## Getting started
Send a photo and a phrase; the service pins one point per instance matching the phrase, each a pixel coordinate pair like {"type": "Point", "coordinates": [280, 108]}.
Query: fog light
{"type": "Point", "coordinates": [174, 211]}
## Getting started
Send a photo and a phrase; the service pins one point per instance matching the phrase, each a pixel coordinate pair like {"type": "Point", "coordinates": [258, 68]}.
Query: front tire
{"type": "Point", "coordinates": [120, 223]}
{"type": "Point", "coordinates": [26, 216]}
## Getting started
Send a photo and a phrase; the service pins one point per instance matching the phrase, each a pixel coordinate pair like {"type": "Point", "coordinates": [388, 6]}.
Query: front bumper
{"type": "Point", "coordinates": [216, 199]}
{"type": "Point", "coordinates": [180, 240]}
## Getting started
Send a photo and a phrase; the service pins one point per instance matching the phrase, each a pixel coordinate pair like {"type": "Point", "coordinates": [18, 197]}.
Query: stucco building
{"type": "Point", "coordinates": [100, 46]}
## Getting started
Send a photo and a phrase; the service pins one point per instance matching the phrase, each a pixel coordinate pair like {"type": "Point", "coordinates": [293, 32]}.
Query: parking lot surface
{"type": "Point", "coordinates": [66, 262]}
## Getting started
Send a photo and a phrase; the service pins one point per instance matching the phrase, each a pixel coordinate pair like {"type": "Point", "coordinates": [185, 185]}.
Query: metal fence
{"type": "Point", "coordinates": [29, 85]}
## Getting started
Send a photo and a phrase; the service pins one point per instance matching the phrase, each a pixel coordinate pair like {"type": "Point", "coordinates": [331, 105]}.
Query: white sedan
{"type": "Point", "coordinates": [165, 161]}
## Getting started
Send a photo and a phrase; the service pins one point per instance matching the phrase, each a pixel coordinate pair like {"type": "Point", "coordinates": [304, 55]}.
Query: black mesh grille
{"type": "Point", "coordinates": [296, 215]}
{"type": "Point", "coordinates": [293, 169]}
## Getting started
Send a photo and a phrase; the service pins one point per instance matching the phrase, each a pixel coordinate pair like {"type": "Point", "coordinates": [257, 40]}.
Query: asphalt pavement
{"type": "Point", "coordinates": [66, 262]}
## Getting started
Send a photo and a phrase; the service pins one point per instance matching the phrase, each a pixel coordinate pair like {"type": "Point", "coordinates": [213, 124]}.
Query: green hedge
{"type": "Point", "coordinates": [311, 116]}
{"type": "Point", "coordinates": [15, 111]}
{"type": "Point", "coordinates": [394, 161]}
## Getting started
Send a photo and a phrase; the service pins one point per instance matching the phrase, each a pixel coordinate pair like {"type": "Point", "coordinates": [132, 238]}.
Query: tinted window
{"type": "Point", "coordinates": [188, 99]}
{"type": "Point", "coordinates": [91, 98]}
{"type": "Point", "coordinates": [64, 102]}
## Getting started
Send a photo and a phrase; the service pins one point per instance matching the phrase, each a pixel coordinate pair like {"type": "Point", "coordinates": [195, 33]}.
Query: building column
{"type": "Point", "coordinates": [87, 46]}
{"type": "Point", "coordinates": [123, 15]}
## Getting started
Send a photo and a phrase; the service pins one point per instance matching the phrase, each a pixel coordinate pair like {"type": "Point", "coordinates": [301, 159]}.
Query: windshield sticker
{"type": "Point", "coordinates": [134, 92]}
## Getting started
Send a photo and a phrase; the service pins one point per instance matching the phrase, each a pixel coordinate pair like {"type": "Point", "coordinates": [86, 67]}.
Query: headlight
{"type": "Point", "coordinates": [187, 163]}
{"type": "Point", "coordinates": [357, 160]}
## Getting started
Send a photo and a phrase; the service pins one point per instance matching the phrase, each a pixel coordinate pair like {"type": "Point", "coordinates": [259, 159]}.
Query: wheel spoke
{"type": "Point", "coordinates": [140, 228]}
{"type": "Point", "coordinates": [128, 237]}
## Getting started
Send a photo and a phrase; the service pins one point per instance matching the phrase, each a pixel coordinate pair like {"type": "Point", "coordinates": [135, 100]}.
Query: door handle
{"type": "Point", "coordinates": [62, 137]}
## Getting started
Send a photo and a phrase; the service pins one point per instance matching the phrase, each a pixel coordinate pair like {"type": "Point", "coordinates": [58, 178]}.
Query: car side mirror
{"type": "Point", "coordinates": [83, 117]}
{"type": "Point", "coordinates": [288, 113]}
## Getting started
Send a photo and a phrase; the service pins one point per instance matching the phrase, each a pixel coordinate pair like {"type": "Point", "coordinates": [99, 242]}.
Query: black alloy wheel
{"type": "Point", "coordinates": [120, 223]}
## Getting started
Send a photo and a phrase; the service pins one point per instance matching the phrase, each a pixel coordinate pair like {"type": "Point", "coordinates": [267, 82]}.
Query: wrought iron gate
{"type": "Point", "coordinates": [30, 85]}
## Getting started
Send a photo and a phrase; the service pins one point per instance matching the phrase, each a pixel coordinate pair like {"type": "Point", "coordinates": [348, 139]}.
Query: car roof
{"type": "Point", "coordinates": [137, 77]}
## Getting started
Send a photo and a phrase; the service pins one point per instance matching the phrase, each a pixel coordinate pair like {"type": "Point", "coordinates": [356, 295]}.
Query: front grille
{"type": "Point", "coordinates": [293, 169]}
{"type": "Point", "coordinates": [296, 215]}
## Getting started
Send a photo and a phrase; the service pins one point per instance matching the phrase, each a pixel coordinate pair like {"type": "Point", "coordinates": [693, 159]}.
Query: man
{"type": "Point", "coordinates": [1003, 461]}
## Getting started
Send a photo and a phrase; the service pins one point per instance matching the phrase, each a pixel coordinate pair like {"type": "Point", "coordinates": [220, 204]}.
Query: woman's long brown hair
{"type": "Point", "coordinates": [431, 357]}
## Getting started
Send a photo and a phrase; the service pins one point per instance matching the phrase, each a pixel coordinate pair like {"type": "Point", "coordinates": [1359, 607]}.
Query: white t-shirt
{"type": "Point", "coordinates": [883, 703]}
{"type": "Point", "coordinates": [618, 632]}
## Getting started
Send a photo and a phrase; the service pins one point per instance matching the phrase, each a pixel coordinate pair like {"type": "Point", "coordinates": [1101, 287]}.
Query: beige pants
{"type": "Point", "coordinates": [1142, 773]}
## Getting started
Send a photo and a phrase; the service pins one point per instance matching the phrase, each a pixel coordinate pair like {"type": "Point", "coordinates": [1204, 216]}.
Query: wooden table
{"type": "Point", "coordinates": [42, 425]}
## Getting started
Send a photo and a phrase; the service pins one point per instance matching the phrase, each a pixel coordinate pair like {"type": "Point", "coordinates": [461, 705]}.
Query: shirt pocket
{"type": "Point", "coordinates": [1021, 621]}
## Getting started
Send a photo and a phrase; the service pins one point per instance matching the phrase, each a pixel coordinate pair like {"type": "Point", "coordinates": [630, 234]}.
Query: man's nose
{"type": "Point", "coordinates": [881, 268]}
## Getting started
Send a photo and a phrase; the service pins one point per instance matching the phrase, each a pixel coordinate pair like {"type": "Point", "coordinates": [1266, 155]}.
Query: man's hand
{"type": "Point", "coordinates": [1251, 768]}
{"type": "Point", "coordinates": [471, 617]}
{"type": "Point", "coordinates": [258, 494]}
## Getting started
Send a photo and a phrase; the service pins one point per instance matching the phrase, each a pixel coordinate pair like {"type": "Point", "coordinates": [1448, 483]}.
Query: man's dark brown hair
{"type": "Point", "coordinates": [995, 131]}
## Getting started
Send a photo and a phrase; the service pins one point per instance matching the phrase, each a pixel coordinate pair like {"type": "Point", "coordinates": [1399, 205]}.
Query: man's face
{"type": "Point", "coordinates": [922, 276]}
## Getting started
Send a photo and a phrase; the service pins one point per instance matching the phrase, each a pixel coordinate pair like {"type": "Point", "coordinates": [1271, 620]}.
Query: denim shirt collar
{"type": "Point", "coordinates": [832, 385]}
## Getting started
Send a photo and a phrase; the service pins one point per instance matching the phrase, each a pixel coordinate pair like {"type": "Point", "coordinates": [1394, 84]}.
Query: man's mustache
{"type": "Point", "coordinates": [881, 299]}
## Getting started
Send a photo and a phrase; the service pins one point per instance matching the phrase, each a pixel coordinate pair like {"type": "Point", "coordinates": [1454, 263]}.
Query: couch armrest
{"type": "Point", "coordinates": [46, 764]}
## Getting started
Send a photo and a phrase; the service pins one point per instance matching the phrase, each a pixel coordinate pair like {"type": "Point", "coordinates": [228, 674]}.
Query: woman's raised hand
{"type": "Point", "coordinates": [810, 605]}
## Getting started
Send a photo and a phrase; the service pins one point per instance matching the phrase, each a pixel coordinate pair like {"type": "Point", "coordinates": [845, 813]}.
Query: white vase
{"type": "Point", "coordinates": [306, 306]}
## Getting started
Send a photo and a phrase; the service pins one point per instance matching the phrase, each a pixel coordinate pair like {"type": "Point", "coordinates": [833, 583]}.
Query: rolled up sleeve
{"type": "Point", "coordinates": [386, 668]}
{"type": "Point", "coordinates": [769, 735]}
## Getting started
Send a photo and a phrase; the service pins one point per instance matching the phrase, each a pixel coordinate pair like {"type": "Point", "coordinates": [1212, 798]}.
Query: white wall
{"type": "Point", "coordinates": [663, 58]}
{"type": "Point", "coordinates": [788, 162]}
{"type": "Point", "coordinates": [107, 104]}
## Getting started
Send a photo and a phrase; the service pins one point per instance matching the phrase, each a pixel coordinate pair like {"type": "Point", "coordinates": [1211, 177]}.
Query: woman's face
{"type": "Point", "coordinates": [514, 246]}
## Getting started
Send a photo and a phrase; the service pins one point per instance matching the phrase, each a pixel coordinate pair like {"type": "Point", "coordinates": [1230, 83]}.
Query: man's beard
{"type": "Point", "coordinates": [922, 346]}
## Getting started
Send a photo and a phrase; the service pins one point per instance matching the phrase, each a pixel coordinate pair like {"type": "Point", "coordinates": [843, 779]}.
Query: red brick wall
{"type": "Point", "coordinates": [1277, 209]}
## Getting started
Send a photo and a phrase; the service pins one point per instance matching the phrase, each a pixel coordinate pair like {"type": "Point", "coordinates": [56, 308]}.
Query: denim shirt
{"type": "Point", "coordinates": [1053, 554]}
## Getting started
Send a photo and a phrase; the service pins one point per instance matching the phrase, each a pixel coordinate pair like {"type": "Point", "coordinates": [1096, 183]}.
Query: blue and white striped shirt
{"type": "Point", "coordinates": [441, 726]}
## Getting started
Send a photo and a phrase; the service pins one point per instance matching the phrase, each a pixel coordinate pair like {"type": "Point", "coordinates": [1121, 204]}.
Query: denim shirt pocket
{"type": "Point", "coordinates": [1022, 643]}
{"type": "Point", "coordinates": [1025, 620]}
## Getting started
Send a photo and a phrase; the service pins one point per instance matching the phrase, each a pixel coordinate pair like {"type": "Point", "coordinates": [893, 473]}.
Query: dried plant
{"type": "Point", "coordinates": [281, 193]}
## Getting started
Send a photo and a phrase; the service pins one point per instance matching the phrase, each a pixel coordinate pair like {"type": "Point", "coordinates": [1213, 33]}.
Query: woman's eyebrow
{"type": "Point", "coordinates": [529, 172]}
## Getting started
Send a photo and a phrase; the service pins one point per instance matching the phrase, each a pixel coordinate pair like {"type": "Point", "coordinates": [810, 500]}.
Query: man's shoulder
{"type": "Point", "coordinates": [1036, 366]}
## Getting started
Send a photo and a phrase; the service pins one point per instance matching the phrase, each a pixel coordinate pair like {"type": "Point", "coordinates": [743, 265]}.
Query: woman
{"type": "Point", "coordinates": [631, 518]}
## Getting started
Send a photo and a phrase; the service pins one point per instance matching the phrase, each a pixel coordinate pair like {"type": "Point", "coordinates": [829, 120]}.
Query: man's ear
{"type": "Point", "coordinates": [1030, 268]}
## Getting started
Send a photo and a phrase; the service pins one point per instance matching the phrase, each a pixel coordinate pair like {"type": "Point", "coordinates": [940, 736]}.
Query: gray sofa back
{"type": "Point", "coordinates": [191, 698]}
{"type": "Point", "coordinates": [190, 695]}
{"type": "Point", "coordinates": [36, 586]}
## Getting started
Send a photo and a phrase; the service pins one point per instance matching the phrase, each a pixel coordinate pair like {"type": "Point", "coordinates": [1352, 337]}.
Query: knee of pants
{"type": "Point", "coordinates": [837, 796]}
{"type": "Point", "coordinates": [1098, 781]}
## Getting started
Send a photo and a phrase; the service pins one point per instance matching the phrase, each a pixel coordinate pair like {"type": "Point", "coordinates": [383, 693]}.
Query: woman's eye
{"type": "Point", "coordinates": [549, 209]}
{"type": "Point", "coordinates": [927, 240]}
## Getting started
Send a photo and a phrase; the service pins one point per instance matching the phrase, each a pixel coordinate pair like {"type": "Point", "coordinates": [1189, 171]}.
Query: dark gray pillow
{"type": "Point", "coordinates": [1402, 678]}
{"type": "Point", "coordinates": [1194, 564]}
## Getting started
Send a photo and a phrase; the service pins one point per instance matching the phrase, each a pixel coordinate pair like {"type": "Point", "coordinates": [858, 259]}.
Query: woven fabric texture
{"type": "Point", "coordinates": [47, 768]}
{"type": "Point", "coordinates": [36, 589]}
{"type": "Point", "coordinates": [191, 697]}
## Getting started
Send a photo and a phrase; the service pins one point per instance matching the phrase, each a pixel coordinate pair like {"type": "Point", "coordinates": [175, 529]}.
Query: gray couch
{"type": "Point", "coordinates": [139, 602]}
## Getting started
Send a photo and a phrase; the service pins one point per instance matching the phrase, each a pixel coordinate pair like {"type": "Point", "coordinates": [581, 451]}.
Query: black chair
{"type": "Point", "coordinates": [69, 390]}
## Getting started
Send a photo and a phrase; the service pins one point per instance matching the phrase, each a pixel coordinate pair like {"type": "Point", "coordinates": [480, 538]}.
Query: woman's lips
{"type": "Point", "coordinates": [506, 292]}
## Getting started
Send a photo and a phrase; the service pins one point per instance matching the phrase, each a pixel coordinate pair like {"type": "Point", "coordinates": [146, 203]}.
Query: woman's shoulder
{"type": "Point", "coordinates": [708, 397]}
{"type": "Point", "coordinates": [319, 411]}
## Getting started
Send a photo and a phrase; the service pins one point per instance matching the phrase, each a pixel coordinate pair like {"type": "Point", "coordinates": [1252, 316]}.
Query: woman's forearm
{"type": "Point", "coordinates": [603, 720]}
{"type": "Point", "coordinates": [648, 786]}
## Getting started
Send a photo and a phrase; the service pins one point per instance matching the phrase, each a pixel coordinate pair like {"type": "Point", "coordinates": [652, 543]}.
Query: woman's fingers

--------------------------------------------------

Find every line above that contains the word "pants" and copy each one out in full.

#### Completed task
Query: beige pants
Query: knee of pants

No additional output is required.